- **Written problem**
Replace "One point apiece" with "One point each" wherever it occurs in the records below, and reproduce every other line unchanged.

- **Listed records**
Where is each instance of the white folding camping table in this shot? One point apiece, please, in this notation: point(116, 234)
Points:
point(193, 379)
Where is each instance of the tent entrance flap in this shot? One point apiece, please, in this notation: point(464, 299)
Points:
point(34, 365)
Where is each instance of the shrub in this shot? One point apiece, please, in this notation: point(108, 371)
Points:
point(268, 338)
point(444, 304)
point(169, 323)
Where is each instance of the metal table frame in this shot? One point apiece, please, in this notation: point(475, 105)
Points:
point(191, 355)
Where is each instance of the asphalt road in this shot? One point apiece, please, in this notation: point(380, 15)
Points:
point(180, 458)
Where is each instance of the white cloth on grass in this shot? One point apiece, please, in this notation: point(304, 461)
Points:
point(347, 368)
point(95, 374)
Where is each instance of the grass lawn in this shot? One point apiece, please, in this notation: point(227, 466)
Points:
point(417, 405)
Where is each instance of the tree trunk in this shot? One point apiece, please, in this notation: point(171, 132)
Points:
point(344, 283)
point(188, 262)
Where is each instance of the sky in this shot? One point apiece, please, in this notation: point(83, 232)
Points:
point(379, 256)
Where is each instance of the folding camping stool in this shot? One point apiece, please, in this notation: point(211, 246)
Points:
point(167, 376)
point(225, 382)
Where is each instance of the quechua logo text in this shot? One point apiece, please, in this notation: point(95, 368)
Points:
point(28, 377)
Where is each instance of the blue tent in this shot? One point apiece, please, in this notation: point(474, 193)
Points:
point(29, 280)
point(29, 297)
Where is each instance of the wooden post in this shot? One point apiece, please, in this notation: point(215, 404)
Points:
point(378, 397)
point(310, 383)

- **The result**
Where is each instance of the white folding camping table in this shot? One point each, please, in this notation: point(116, 234)
Points:
point(193, 379)
Where is each instance of the tent entrance flap in this shot? One point each, please, in this notation: point(464, 299)
Points:
point(34, 365)
Where is each instance of the shrub in this shot? One point each, please, in this notation: point(108, 371)
Points:
point(268, 338)
point(444, 304)
point(169, 323)
Where is each instance of the metal table frame in this shot? One point each, please, in this notation: point(475, 105)
Points:
point(191, 355)
Where is each instance of the asphalt road in this shot? One point each, please, in this notation: point(380, 15)
Points:
point(180, 458)
Where is each instance of the white cloth on grass in this shot? One point each, please, in this notation: point(304, 461)
Points:
point(347, 368)
point(95, 374)
Where is each instance of the grass lawn in this shot? One point each, please, in this notation: point(227, 466)
Points:
point(417, 405)
Where is each instance of the tree trunk in this shot? One point each, please, in this notation: point(171, 132)
Points:
point(344, 283)
point(188, 262)
Where is each instance of the sky in this shot? One point each, please, in this notation: point(83, 232)
Points:
point(379, 256)
Where is each instance of the folding camping stool in this shot? One point each, please, in this notation: point(211, 246)
Points:
point(167, 376)
point(225, 382)
Where is each instance of the quechua logo text in this shot? One point each, please, in this notation: point(95, 368)
Points:
point(28, 377)
Where is each instance of the blue tent in this shot? One point each, please, in this notation: point(474, 193)
Points:
point(29, 280)
point(29, 297)
Where is each instance of the wooden post in this shot? One point each, please, in this notation: point(215, 404)
Points:
point(378, 397)
point(310, 383)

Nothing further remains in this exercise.